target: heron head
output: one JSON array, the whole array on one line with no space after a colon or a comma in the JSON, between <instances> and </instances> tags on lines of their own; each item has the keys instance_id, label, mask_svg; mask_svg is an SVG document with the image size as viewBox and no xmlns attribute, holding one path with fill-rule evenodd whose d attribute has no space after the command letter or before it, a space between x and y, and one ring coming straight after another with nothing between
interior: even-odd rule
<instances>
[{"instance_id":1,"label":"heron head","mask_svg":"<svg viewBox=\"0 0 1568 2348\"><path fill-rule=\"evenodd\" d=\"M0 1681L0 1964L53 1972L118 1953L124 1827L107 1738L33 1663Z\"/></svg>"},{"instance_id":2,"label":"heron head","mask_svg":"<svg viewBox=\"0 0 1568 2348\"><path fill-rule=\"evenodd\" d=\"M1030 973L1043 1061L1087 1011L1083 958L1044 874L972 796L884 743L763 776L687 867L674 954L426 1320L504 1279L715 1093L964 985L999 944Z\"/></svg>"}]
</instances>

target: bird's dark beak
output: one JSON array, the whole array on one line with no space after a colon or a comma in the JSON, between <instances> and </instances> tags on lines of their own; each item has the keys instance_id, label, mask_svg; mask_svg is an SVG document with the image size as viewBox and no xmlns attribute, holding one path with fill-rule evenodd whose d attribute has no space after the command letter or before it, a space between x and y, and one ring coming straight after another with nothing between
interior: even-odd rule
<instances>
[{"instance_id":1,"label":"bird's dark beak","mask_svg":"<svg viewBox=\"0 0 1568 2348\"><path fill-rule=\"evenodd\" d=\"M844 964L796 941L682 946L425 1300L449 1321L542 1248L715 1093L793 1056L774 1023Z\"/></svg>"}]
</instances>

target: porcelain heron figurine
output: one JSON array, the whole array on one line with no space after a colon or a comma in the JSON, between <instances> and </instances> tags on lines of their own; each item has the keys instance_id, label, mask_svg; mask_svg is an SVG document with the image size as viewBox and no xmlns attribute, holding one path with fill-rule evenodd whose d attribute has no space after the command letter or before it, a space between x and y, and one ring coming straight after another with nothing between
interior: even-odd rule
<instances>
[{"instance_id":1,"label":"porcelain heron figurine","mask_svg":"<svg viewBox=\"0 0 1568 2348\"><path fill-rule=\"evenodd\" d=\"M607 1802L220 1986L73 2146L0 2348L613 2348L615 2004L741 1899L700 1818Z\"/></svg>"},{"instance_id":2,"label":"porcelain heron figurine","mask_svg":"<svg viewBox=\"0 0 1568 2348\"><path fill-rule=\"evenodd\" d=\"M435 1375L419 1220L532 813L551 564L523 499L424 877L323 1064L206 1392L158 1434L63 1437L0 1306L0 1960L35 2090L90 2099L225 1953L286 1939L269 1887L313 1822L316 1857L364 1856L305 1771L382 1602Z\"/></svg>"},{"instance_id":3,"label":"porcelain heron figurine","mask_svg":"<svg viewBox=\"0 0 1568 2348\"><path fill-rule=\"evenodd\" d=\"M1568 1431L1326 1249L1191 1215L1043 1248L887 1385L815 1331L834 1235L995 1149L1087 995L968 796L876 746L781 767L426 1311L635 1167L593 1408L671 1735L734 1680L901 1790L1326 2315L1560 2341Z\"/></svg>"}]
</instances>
....
> TASK DESCRIPTION
Read through the listing and copy each line in which the word "target" occurs.

> WRITTEN ANSWER
target: heron head
target: bird's dark beak
target: porcelain heron figurine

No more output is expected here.